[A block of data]
--
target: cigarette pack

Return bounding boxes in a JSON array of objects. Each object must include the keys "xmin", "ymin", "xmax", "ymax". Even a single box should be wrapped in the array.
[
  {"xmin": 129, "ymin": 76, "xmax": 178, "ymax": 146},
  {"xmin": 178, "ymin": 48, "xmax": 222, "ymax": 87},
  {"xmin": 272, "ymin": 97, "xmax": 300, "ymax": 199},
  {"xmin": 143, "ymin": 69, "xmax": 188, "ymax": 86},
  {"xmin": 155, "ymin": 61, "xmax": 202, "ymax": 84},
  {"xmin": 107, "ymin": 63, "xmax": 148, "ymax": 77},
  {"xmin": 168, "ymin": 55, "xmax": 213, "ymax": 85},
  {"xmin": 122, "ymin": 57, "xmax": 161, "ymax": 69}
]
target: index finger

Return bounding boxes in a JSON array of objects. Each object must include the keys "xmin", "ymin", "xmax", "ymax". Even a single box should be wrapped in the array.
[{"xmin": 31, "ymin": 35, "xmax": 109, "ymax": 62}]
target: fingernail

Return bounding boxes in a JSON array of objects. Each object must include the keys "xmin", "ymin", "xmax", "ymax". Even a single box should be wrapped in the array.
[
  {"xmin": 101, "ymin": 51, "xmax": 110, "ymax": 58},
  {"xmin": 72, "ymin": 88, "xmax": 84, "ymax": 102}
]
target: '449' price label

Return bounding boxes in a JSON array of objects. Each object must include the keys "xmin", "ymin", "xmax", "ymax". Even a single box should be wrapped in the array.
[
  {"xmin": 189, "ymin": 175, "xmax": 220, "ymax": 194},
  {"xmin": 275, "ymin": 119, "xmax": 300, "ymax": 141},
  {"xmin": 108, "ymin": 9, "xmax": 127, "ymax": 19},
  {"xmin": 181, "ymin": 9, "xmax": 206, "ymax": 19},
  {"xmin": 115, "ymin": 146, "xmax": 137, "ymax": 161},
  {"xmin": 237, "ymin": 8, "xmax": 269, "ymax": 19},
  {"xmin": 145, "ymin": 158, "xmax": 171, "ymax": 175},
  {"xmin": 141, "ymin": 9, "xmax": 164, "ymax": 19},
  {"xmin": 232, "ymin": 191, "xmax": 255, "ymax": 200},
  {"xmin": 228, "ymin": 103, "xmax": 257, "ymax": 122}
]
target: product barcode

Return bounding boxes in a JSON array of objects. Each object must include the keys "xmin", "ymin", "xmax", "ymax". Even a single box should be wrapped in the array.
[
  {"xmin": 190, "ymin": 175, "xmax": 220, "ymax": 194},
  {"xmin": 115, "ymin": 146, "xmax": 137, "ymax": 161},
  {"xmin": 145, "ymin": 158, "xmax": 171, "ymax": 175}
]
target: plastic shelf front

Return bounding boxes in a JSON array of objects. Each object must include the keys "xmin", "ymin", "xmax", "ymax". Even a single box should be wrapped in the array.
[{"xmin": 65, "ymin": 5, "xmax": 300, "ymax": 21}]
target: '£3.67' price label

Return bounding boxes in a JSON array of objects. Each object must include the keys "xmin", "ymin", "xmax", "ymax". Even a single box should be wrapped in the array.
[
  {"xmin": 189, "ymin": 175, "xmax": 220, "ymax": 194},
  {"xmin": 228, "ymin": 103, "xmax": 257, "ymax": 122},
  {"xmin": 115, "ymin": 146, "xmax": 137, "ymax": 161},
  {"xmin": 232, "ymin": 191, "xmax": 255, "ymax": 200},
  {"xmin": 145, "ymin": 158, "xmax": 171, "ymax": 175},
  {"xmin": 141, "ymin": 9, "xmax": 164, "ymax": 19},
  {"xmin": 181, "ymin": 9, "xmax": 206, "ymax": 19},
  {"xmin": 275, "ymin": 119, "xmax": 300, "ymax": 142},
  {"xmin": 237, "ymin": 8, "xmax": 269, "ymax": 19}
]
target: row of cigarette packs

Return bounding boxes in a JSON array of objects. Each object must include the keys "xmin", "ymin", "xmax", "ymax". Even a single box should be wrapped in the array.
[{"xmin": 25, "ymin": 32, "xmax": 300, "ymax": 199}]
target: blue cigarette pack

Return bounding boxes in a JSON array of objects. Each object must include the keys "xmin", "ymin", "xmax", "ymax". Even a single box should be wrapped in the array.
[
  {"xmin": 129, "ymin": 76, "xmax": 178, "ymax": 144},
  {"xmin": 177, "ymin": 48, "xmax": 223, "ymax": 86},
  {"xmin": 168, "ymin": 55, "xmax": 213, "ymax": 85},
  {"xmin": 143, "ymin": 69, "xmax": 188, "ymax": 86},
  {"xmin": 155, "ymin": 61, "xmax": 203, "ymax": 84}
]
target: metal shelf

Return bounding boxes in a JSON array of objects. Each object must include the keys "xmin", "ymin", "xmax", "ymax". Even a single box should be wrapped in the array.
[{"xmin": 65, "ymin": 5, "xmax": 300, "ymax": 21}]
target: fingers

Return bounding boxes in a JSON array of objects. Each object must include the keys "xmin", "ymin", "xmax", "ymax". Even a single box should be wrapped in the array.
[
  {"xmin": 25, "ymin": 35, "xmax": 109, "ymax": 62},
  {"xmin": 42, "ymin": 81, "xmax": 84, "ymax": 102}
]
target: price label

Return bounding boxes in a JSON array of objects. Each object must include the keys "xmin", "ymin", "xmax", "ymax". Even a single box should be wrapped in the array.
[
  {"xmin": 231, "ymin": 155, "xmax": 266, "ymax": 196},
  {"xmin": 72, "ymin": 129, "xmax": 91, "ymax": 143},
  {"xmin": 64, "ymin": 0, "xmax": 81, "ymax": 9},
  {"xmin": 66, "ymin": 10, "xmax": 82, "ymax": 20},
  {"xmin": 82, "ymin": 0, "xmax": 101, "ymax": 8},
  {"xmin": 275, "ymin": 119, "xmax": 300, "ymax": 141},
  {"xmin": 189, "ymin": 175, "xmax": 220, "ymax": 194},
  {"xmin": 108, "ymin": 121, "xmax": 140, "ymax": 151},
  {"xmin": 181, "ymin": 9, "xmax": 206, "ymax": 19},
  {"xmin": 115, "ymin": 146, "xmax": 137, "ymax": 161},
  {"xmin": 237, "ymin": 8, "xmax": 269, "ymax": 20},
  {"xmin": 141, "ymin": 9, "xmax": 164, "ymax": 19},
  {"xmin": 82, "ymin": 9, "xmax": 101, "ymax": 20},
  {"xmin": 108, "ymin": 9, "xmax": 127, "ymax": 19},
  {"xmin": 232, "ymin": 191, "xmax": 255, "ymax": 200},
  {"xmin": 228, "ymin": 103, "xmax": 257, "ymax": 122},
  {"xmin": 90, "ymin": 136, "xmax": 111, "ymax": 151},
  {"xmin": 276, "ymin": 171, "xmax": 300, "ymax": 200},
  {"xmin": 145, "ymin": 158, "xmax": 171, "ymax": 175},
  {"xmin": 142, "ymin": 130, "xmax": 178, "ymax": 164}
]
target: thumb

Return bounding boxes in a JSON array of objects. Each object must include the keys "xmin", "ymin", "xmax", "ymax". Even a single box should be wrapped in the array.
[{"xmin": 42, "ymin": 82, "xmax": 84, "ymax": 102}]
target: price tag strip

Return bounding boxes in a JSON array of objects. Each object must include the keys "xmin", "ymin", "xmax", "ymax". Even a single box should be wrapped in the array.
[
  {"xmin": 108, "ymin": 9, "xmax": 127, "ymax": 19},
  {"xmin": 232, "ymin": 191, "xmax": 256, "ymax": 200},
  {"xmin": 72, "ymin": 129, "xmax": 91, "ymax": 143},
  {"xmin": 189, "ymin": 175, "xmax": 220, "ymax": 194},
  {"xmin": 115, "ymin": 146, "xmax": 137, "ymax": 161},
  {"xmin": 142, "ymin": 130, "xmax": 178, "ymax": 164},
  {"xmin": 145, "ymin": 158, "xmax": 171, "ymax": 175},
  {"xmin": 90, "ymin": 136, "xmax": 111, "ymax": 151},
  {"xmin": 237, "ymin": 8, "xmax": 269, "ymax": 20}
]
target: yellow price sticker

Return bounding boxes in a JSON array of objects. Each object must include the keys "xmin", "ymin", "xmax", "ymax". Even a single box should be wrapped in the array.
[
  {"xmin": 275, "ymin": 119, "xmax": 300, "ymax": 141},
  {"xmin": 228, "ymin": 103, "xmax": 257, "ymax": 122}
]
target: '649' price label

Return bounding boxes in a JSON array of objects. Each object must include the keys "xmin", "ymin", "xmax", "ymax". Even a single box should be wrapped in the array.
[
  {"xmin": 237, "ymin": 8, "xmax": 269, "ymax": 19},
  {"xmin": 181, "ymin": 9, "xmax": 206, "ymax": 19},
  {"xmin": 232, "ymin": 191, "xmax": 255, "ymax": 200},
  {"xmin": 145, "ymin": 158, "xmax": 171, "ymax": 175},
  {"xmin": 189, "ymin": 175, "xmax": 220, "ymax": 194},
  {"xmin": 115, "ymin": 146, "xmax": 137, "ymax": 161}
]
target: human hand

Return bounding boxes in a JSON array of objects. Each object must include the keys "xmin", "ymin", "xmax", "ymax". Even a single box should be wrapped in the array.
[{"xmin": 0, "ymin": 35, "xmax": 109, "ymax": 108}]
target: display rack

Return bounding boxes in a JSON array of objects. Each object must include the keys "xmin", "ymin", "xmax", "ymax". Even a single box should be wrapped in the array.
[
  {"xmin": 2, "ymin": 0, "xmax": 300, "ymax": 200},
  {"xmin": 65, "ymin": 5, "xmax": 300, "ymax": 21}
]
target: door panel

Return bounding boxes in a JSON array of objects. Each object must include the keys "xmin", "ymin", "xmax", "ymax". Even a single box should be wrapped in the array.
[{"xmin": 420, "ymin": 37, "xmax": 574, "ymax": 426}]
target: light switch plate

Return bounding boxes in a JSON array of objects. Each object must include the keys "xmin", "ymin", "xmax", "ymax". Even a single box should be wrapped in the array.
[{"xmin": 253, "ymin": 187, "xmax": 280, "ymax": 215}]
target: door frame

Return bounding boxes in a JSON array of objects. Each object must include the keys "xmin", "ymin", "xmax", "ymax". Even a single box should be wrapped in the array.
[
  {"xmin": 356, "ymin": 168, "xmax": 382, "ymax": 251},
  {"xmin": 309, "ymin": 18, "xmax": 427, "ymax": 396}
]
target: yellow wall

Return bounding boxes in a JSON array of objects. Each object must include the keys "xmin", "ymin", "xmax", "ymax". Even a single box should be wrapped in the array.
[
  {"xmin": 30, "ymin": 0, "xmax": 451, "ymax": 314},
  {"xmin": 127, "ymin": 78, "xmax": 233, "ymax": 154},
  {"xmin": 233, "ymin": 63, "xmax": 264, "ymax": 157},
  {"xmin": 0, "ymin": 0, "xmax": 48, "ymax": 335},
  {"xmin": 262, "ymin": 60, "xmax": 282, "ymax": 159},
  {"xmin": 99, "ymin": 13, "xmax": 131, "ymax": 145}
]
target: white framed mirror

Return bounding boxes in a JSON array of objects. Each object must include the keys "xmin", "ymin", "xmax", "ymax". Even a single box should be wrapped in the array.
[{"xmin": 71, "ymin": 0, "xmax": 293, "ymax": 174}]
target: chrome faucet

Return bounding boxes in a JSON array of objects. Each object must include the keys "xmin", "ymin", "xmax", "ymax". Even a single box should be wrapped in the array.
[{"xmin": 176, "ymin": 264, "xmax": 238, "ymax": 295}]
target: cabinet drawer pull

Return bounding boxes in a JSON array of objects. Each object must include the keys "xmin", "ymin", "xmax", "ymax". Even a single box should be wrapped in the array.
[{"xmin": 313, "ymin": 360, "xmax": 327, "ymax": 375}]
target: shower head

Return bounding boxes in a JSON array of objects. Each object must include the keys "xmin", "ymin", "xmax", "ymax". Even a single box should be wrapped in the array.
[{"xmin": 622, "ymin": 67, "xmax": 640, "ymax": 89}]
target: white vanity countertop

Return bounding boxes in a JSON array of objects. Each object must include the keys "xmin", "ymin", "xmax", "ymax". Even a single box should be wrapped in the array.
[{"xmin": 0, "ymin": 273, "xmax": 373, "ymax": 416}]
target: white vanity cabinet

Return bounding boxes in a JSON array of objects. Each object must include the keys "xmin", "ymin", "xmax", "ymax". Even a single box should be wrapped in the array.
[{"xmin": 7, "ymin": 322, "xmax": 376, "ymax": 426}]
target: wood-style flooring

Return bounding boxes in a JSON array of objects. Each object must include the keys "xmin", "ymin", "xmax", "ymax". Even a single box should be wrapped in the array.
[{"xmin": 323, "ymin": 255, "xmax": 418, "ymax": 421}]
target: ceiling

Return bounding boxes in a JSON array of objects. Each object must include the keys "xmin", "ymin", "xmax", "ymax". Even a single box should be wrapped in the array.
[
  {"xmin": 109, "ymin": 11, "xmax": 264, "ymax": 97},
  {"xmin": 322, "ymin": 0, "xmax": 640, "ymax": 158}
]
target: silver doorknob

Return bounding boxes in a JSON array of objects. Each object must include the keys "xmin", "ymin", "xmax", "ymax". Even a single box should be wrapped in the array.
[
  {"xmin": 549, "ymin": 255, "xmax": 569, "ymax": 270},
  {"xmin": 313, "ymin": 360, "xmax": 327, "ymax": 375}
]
--
YOUR INSTRUCTIONS:
Print the lines of the material above, starting at the line containing "target: shower head" and running through the end of the material, with each line unchanged.

EXERCISE RESPONSE:
target: shower head

Return bounding boxes in a JSON array of objects. Each object must include the keys "xmin", "ymin", "xmax", "ymax". Even a single box should be wrapped in the array.
[{"xmin": 622, "ymin": 67, "xmax": 640, "ymax": 89}]
target: white vanity countertop

Return bounding boxes in a JSON array of objects. Each object must include the keys "xmin", "ymin", "xmax", "ymax". Even a single box should be wrapped in the array.
[{"xmin": 0, "ymin": 273, "xmax": 373, "ymax": 416}]
target: white vanity cabinet

Return bounding boxes in a JSON array of objects. Each object must include the keys "xmin", "ymin", "xmax", "ymax". Even a single box should be wrapped in the array.
[{"xmin": 7, "ymin": 322, "xmax": 376, "ymax": 426}]
target: wood-style flooring

Return bounding boxes in a JSON array of objects. Each object must include the keys "xmin", "ymin", "xmax", "ymax". Even a single box should be wrapped in the array.
[{"xmin": 323, "ymin": 255, "xmax": 418, "ymax": 421}]
target: ceiling

Return bounding boxes in a JSON array of objects. Each object must include the keys "xmin", "ymin", "xmax", "ymax". Even a single box should be wrapped in the array.
[
  {"xmin": 109, "ymin": 11, "xmax": 264, "ymax": 97},
  {"xmin": 322, "ymin": 0, "xmax": 640, "ymax": 158}
]
target: silver doorknob

Return bounding boxes in a JSON array of objects. Each object must include the keys "xmin", "ymin", "xmax", "ymax". Even a single box should be wrapped in the array.
[
  {"xmin": 549, "ymin": 255, "xmax": 569, "ymax": 270},
  {"xmin": 313, "ymin": 360, "xmax": 327, "ymax": 375}
]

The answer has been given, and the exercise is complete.